## EXERCISE GOAL
Output all the data exactly as it appears below.

>>>

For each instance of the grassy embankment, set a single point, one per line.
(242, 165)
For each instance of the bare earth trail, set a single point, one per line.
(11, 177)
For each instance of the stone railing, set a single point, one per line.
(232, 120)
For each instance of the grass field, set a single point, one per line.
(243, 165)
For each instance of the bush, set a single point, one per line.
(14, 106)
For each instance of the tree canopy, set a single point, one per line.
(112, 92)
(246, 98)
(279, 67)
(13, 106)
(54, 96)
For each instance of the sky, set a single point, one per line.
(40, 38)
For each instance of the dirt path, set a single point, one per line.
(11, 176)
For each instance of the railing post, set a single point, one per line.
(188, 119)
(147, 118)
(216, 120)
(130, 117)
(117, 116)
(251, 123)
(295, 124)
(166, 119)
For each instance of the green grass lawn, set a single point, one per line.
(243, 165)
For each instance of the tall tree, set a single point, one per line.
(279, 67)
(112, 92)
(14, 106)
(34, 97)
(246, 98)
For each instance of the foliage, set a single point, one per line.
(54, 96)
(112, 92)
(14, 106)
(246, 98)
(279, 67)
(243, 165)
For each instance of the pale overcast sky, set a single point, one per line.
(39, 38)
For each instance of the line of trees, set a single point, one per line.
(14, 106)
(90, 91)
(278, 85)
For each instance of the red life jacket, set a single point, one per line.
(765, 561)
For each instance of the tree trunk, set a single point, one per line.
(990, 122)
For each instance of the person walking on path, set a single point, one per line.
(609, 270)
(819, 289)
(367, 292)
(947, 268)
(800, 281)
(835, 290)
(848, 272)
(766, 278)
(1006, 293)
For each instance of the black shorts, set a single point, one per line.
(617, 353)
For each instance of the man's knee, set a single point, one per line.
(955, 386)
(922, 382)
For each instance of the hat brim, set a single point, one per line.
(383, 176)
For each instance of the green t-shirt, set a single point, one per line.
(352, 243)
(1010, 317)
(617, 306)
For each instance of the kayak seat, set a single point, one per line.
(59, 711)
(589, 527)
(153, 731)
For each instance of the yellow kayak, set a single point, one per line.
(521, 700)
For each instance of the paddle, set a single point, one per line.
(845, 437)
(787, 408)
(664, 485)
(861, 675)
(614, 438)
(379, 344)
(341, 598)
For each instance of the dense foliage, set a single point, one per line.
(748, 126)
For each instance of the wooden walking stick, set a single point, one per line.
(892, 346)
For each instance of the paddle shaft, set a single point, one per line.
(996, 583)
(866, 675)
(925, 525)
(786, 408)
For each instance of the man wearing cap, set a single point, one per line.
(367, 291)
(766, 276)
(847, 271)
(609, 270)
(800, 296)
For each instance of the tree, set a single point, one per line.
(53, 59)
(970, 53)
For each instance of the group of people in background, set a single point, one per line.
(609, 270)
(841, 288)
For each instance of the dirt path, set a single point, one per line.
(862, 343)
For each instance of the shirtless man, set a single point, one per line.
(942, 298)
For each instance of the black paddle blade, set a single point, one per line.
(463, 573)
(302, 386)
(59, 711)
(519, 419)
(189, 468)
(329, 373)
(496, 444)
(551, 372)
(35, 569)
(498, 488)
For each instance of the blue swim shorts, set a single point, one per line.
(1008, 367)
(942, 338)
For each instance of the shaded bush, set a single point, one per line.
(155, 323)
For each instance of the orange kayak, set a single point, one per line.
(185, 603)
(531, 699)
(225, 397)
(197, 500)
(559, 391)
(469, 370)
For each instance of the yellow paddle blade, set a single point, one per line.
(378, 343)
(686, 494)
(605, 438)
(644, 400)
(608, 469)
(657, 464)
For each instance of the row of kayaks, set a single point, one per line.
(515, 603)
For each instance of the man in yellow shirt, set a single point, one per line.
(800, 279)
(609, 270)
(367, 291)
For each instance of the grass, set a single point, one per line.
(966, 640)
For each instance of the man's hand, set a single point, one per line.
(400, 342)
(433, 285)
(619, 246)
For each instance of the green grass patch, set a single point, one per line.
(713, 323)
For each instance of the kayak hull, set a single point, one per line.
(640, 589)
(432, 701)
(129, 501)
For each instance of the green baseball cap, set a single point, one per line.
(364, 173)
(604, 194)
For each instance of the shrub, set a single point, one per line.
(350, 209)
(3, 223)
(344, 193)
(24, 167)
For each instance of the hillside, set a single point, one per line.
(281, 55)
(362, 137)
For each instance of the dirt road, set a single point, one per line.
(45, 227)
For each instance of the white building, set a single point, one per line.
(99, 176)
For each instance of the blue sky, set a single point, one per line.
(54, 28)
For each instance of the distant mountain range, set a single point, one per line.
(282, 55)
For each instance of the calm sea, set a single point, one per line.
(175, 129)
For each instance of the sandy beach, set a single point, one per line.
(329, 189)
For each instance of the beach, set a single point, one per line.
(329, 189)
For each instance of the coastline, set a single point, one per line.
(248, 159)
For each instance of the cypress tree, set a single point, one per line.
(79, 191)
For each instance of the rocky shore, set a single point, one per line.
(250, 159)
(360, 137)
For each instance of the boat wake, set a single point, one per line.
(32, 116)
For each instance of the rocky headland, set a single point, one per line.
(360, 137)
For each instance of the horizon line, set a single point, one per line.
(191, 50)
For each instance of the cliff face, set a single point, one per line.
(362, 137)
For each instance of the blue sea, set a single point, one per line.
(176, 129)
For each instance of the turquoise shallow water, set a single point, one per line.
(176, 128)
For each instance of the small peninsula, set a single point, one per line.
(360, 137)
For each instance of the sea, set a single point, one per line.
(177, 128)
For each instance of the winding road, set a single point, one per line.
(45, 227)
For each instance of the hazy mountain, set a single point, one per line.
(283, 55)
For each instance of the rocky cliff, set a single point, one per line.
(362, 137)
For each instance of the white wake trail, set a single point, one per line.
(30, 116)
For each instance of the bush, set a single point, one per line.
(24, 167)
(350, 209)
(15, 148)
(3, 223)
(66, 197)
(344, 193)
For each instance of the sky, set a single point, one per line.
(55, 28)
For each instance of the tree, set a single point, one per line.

<<<

## RESPONSE FOR THIS EXERCISE
For each instance of the grassy embankment, set a single point, one per line.
(242, 165)
For each instance of the bare earth trail, set a single point, one per line.
(11, 177)
For each instance of the stone railing, set a single point, one per line.
(232, 120)
For each instance of the grass field, set a single point, one per line.
(243, 165)
For each instance of the bush, set a single point, one per line.
(14, 106)
For each instance of the tree canopy, set a single point, one per line.
(112, 92)
(246, 98)
(279, 67)
(13, 106)
(54, 96)
For each instance of the sky, set a single point, one per line.
(40, 38)
For each instance of the dirt path, set a single point, one per line.
(11, 176)
For each instance of the railing post, set a single point, one per line.
(188, 119)
(147, 118)
(216, 120)
(130, 117)
(117, 116)
(251, 123)
(295, 124)
(166, 119)
For each instance of the green grass lawn, set a single point, one per line.
(243, 165)
For each instance of the tall tree, set a single point, one per line.
(279, 67)
(112, 92)
(14, 106)
(34, 97)
(246, 98)
For each instance of the foliage, set a single point, one per line.
(54, 96)
(112, 92)
(14, 106)
(246, 98)
(279, 67)
(243, 165)
For each instance of the pale overcast sky, set a single point, one per line.
(39, 38)
For each instance of the line of trees, set a single point, one per line.
(14, 106)
(90, 91)
(278, 85)
For each instance of the red life jacket, set a single point, one per line.
(765, 561)
For each instance of the tree trunk, set a single point, one per line.
(990, 122)
For each instance of the person walking on path, set a single point, one per line.
(609, 270)
(819, 289)
(367, 292)
(947, 268)
(800, 281)
(835, 290)
(848, 272)
(766, 278)
(1006, 293)
For each instance of the black shorts, set a single point, one per line.
(617, 353)
For each instance of the man's knee, set a single point, one per line.
(955, 386)
(922, 382)
For each instance of the hat brim, set a single point, one per line.
(383, 176)
For each instance of the green t-shirt, set a single point, one per line.
(352, 243)
(1010, 317)
(617, 306)
For each instance of the kayak seat, set a single point, one per line.
(59, 711)
(589, 527)
(153, 731)
For each instance of the yellow kayak, set a single point, one per line.
(521, 700)
For each instance of the paddle, set a single point, one per line.
(845, 437)
(787, 408)
(664, 485)
(861, 675)
(614, 438)
(379, 344)
(341, 598)
For each instance of the dense foliage, set a single point, one per line.
(748, 126)
For each instance of the wooden walking stick, set a single point, one per line.
(892, 346)
For each instance of the paddle shaft, set a single point, one per line.
(996, 583)
(866, 675)
(925, 525)
(786, 408)
For each instance of the man wearing cap, set a single point, one per line.
(367, 291)
(766, 276)
(847, 271)
(609, 270)
(800, 296)
For each instance of the tree, set a single point, one per line.
(53, 59)
(970, 53)
For each instance of the group of people in background, set a single point, one per line.
(609, 270)
(841, 288)
For each instance of the dirt path, set a single point, one per line.
(862, 343)
For each instance of the shirtless man, set a single point, one per line.
(942, 298)
For each instance of the black paddle blade, set a single point, one per line.
(463, 573)
(302, 386)
(59, 711)
(519, 419)
(189, 468)
(329, 373)
(496, 444)
(551, 372)
(35, 569)
(498, 488)
For each instance of the blue swim shorts, set a single point, one per line.
(1008, 367)
(942, 338)
For each instance of the shaded bush, set a single point, one per line.
(155, 323)
For each instance of the orange kayak, set a single point, one per line.
(185, 603)
(531, 699)
(225, 397)
(197, 500)
(559, 391)
(469, 370)
For each instance of the yellow paddle blade, set a single point, one per line.
(378, 343)
(686, 494)
(605, 438)
(644, 400)
(608, 469)
(657, 464)
For each instance of the row of kayaks, set a single point, one per line.
(515, 603)
For each instance of the man in yellow shirt, set a single point, one per line.
(800, 279)
(609, 270)
(367, 291)
For each instance of the grass, set a single point, one per line.
(966, 640)
For each instance of the man's hand, set a single point, one per line.
(400, 342)
(433, 285)
(619, 246)
For each instance of the green grass patch, set a single point, one per line.
(713, 323)
For each instance of the kayak hull, set a single point, one per line.
(640, 589)
(432, 701)
(129, 501)
For each instance of the green baseball cap, set a single point, one per line.
(364, 173)
(604, 194)
For each instance of the shrub, set a single point, one per line.
(350, 209)
(3, 223)
(344, 193)
(24, 167)
For each instance of the hillside, set a single point, one per line.
(281, 55)
(362, 137)
For each instance of the dirt road, set a single point, one per line.
(45, 227)
For each instance of the white building, set a single point, one per line.
(99, 176)
For each instance of the blue sky, set a single point, one per line.
(54, 28)
For each instance of the distant mountain range, set a single point, one per line.
(282, 55)
For each instance of the calm sea, set a single point, one per line.
(175, 129)
For each instance of the sandy beach, set a single point, one per line.
(329, 189)
For each instance of the beach, set a single point, one per line.
(329, 189)
For each instance of the coastline, set a single point, one per line.
(248, 159)
For each instance of the cypress tree, set a single point, one per line.
(79, 191)
For each instance of the rocky shore, set a single point, one per line.
(250, 159)
(360, 137)
For each instance of the boat wake, set a single point, one per line.
(32, 116)
For each instance of the rocky headland, set a single point, one per line.
(360, 137)
For each instance of the horizon line, set a single point, one per line.
(191, 50)
For each instance of the cliff face, set a single point, one per line.
(362, 137)
For each instance of the blue sea, set a single point, one per line.
(176, 129)
For each instance of the turquoise shallow water, set a single point, one per line.
(176, 128)
For each instance of the small peninsula, set a single point, one per line.
(360, 137)
For each instance of the sea, set a single point, one per line.
(177, 128)
For each instance of the winding road, set a single point, one per line.
(45, 227)
For each instance of the hazy mountain, set a single point, one per line.
(283, 55)
For each instance of the rocky cliff, set a single point, one per line.
(362, 137)
For each instance of the white wake trail, set a single point, one per line.
(30, 116)
For each instance of the bush, set a single point, one per line.
(24, 167)
(350, 209)
(15, 148)
(3, 223)
(66, 197)
(344, 193)
For each instance of the sky, set a single point, one per line.
(55, 28)
For each instance of the tree, set a single point, one per line.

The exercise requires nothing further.